What is asked. Present the listing below, from the line containing "Objective — one pin per instance of the black and" through the end of the listing, as a two-column CSV with the headers instruction and coordinates, one row per instruction and its answer. Wrap every field in double quotes and replace any line breaks within a field with spaces.
━━━━━ Extracted material
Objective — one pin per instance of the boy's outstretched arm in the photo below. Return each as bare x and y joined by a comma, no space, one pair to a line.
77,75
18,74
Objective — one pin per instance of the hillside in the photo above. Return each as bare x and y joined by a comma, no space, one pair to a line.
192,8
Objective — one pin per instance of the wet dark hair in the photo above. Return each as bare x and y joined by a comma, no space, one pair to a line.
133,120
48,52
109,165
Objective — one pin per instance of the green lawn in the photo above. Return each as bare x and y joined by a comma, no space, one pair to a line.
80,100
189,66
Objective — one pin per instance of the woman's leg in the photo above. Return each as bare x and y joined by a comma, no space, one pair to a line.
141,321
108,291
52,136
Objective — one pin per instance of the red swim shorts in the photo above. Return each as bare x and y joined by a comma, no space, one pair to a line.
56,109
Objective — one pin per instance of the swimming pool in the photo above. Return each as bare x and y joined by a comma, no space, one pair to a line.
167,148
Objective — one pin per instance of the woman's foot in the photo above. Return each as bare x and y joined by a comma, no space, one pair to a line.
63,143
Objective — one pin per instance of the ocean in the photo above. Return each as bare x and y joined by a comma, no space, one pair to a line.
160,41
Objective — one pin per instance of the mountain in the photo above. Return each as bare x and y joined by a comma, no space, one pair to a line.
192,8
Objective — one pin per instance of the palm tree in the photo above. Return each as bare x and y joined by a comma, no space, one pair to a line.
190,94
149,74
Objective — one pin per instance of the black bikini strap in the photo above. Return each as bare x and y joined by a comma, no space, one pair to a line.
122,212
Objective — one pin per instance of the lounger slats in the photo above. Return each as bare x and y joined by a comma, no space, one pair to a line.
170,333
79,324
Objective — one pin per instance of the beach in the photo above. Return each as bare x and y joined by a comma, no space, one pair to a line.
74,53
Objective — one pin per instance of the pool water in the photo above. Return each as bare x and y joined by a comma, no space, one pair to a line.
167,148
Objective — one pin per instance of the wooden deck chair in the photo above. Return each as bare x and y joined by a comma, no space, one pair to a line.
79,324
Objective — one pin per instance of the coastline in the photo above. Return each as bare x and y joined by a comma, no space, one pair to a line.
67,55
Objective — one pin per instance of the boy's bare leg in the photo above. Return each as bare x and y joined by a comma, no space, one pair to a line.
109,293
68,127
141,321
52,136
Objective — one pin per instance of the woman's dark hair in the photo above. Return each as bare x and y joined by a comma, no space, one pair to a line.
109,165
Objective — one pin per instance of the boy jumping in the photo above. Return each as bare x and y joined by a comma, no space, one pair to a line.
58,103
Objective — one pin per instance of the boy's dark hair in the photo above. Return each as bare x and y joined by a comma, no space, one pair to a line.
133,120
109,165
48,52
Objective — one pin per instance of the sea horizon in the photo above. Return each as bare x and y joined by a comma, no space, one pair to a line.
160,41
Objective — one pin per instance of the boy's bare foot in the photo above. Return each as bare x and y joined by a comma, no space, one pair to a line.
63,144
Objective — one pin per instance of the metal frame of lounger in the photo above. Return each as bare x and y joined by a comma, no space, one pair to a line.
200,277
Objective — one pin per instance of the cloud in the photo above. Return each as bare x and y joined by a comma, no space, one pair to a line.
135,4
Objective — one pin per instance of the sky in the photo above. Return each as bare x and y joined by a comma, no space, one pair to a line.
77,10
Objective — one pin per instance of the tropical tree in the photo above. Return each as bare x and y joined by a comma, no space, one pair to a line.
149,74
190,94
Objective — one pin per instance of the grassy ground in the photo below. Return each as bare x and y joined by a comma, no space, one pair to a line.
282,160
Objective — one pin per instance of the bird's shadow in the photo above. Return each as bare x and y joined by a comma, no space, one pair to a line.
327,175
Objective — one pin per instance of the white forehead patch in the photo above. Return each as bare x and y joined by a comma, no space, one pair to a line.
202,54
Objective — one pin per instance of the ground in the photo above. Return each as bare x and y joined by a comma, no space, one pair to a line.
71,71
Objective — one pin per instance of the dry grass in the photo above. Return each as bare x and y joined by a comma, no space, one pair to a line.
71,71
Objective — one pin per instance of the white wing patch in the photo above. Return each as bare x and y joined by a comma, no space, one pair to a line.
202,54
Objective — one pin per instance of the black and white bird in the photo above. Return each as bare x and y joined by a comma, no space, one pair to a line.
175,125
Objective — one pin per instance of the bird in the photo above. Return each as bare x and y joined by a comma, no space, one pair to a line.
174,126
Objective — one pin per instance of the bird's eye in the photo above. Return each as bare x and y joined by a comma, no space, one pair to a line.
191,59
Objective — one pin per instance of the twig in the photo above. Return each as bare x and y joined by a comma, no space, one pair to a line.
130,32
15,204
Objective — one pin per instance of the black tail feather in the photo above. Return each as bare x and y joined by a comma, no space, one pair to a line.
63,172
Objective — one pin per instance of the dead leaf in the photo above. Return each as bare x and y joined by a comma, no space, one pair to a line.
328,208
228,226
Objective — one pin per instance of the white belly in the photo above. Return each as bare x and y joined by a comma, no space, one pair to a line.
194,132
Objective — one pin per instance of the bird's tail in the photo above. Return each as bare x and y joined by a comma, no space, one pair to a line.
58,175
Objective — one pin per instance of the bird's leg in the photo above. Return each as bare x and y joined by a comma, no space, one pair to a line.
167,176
━━━━━━━━━━
Solution.
instruction,coordinates
"Objective — one pin per instance of the black and white bird in the photo above. Return each as bare x and y joined by a comma, no space, one pair to a line.","175,125"
"Objective — one pin per instance of the bird in the photo above. Return each as bare x and y joined by a comma, no space, one pair to a line.","174,126"
"Objective — one pin per instance of the bird's eye in the photo above. Return each as bare x and y joined by a comma, no space, one pair to a line.","191,59"
"Objective — one pin per instance of the twig in the photo above. Return each as bare x and y joined by a comma, no space, one pair to a line.","130,32 15,204"
"Objective — one pin per instance of the black tail feather in the photo above. Return each as bare x and y joined by a comma, no space, one pair to a line.","63,172"
"Objective — one pin per instance of the dead leaf in the photo above. Return each as bare x and y joined by a comma, no space, one pair to a line.","328,208 228,226"
"Objective — one pin per instance of the white belly in the photo above. Return each as bare x and y joined by a comma, no space, one pair to a line.","194,132"
"Objective — one pin per instance of the bird's tail in the photo above. Return each as bare x and y joined by a comma, no space, one pair to a line.","58,175"
"Objective — one pin per instance of the bird's leg in the photo above. Return each as bare x and y joined by a comma, no space, one pair to a line.","167,176"